──────── Dataset entries

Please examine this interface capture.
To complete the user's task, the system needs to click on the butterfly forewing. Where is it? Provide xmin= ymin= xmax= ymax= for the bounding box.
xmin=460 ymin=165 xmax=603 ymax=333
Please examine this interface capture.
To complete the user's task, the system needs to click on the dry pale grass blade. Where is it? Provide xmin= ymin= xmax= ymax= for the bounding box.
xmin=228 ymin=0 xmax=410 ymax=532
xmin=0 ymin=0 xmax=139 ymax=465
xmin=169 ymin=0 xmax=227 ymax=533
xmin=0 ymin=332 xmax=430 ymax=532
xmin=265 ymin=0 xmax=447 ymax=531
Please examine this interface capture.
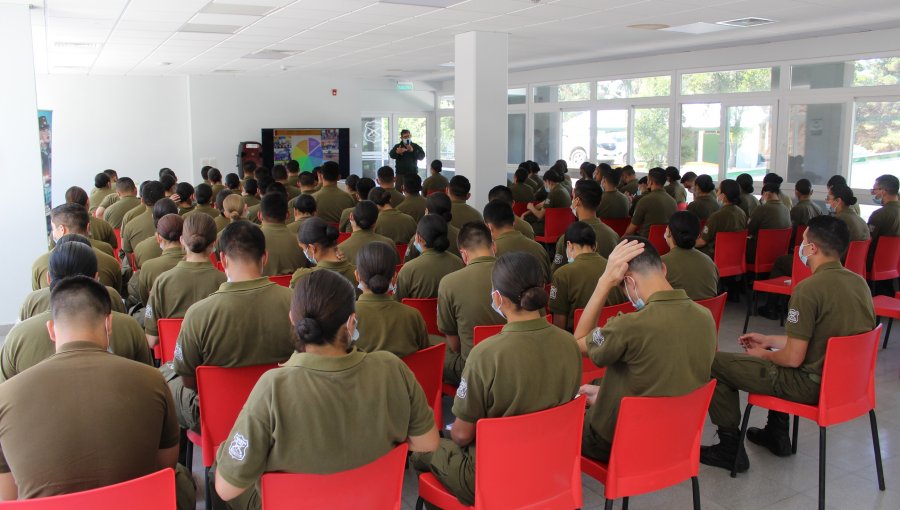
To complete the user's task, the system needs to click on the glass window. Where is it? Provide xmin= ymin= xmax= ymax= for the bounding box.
xmin=597 ymin=110 xmax=628 ymax=166
xmin=849 ymin=101 xmax=900 ymax=189
xmin=534 ymin=112 xmax=559 ymax=165
xmin=597 ymin=75 xmax=672 ymax=99
xmin=787 ymin=103 xmax=844 ymax=185
xmin=681 ymin=67 xmax=779 ymax=95
xmin=681 ymin=103 xmax=722 ymax=179
xmin=506 ymin=113 xmax=525 ymax=165
xmin=632 ymin=108 xmax=669 ymax=171
xmin=506 ymin=87 xmax=527 ymax=104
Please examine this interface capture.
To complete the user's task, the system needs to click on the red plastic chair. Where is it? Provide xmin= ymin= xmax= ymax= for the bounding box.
xmin=844 ymin=239 xmax=872 ymax=279
xmin=416 ymin=396 xmax=585 ymax=510
xmin=197 ymin=364 xmax=278 ymax=508
xmin=731 ymin=325 xmax=884 ymax=509
xmin=581 ymin=380 xmax=716 ymax=510
xmin=600 ymin=218 xmax=631 ymax=237
xmin=866 ymin=236 xmax=900 ymax=282
xmin=648 ymin=225 xmax=669 ymax=255
xmin=398 ymin=296 xmax=444 ymax=336
xmin=695 ymin=292 xmax=728 ymax=334
xmin=156 ymin=319 xmax=184 ymax=363
xmin=0 ymin=468 xmax=176 ymax=510
xmin=534 ymin=207 xmax=575 ymax=244
xmin=872 ymin=292 xmax=900 ymax=349
xmin=744 ymin=228 xmax=791 ymax=276
xmin=260 ymin=443 xmax=409 ymax=510
xmin=403 ymin=344 xmax=447 ymax=430
xmin=269 ymin=274 xmax=294 ymax=287
xmin=713 ymin=230 xmax=747 ymax=278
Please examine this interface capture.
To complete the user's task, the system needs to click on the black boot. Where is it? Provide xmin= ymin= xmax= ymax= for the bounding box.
xmin=747 ymin=411 xmax=791 ymax=457
xmin=700 ymin=429 xmax=750 ymax=473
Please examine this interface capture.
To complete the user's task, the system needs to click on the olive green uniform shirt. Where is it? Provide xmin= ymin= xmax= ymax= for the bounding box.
xmin=313 ymin=185 xmax=356 ymax=223
xmin=216 ymin=349 xmax=434 ymax=497
xmin=135 ymin=246 xmax=184 ymax=305
xmin=19 ymin=287 xmax=125 ymax=322
xmin=0 ymin=310 xmax=152 ymax=383
xmin=144 ymin=260 xmax=227 ymax=336
xmin=597 ymin=190 xmax=631 ymax=219
xmin=261 ymin=223 xmax=310 ymax=276
xmin=394 ymin=248 xmax=466 ymax=301
xmin=338 ymin=230 xmax=394 ymax=266
xmin=551 ymin=218 xmax=619 ymax=272
xmin=450 ymin=201 xmax=484 ymax=229
xmin=174 ymin=277 xmax=294 ymax=377
xmin=687 ymin=195 xmax=722 ymax=221
xmin=700 ymin=204 xmax=747 ymax=259
xmin=585 ymin=290 xmax=716 ymax=443
xmin=372 ymin=209 xmax=416 ymax=244
xmin=31 ymin=248 xmax=122 ymax=290
xmin=0 ymin=341 xmax=179 ymax=498
xmin=548 ymin=253 xmax=626 ymax=331
xmin=494 ymin=230 xmax=550 ymax=283
xmin=631 ymin=189 xmax=678 ymax=237
xmin=356 ymin=292 xmax=429 ymax=358
xmin=662 ymin=246 xmax=719 ymax=301
xmin=397 ymin=194 xmax=425 ymax=225
xmin=438 ymin=257 xmax=506 ymax=361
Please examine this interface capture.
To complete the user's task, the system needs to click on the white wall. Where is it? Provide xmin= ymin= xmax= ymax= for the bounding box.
xmin=37 ymin=75 xmax=191 ymax=206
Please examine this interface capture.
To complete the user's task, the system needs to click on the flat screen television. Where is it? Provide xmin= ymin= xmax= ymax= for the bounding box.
xmin=262 ymin=128 xmax=350 ymax=179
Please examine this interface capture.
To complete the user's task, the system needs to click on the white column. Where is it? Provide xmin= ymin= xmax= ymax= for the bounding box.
xmin=454 ymin=32 xmax=509 ymax=211
xmin=0 ymin=3 xmax=52 ymax=325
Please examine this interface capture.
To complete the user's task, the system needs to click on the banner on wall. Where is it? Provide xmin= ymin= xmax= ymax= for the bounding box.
xmin=38 ymin=110 xmax=53 ymax=237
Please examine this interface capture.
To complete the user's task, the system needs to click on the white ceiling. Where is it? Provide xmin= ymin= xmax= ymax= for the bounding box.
xmin=29 ymin=0 xmax=900 ymax=79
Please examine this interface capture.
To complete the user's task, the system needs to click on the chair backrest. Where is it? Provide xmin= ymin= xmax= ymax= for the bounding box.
xmin=713 ymin=230 xmax=747 ymax=278
xmin=696 ymin=292 xmax=728 ymax=333
xmin=401 ymin=298 xmax=443 ymax=336
xmin=197 ymin=364 xmax=278 ymax=467
xmin=818 ymin=324 xmax=882 ymax=427
xmin=604 ymin=379 xmax=716 ymax=499
xmin=600 ymin=218 xmax=631 ymax=237
xmin=868 ymin=236 xmax=900 ymax=281
xmin=647 ymin=225 xmax=669 ymax=255
xmin=844 ymin=239 xmax=872 ymax=279
xmin=260 ymin=443 xmax=409 ymax=510
xmin=269 ymin=274 xmax=294 ymax=287
xmin=403 ymin=344 xmax=446 ymax=430
xmin=0 ymin=468 xmax=176 ymax=510
xmin=475 ymin=396 xmax=588 ymax=510
xmin=751 ymin=228 xmax=791 ymax=273
xmin=156 ymin=319 xmax=184 ymax=363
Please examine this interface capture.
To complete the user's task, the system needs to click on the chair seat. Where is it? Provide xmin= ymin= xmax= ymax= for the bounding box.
xmin=419 ymin=473 xmax=475 ymax=510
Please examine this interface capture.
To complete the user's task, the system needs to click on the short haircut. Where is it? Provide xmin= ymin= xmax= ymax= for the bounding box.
xmin=450 ymin=175 xmax=472 ymax=200
xmin=456 ymin=221 xmax=494 ymax=250
xmin=484 ymin=200 xmax=516 ymax=228
xmin=50 ymin=275 xmax=112 ymax=326
xmin=806 ymin=214 xmax=850 ymax=257
xmin=669 ymin=210 xmax=702 ymax=250
xmin=219 ymin=220 xmax=266 ymax=262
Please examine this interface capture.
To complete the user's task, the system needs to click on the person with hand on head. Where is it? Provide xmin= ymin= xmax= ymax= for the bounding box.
xmin=575 ymin=237 xmax=716 ymax=462
xmin=700 ymin=215 xmax=875 ymax=473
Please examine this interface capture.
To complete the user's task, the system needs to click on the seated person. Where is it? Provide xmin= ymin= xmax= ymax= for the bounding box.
xmin=412 ymin=252 xmax=582 ymax=505
xmin=575 ymin=238 xmax=716 ymax=462
xmin=215 ymin=268 xmax=438 ymax=509
xmin=661 ymin=212 xmax=719 ymax=301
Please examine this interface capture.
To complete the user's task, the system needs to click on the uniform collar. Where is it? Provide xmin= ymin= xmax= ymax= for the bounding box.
xmin=281 ymin=347 xmax=367 ymax=372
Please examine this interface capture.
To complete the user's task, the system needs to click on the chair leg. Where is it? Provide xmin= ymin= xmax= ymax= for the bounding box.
xmin=731 ymin=404 xmax=753 ymax=478
xmin=869 ymin=409 xmax=884 ymax=490
xmin=691 ymin=476 xmax=700 ymax=510
xmin=819 ymin=427 xmax=827 ymax=510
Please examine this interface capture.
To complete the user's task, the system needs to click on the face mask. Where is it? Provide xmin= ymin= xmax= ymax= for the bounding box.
xmin=625 ymin=276 xmax=645 ymax=310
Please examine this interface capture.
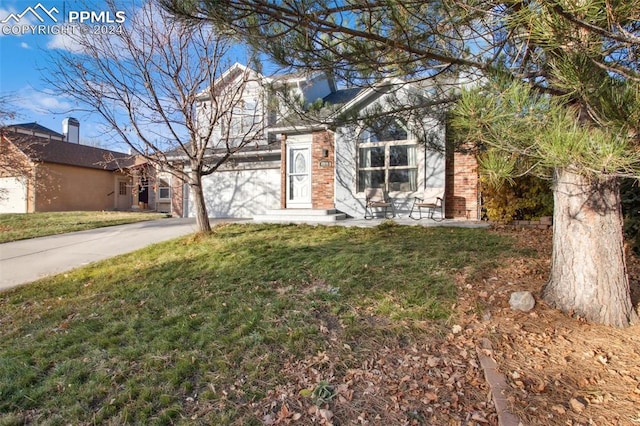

────────────────

» **Work required**
Please scale the entries from the start of the entries through the line holding "xmin=265 ymin=0 xmax=447 ymax=531", inclusive. Rewrite every line in that range, requests included, multiplying each bounding-box coordinate in the answers by 1.6 and rounding it to a whole number, with halves rounded up.

» **Response for this exercise**
Please examine this interface capture.
To complete the user's task, the system needs to click on the butterfly forewing. Where is it? Provide xmin= ymin= xmax= ymax= for the bounding box.
xmin=736 ymin=264 xmax=965 ymax=533
Please examine this interface capture.
To complete the user's task, the system needs to click on the dry pale grass blade. Where is it? Provide xmin= ymin= xmax= ymax= for the bounding box.
xmin=365 ymin=0 xmax=656 ymax=851
xmin=0 ymin=0 xmax=222 ymax=744
xmin=270 ymin=0 xmax=363 ymax=853
xmin=0 ymin=531 xmax=688 ymax=851
xmin=424 ymin=0 xmax=715 ymax=850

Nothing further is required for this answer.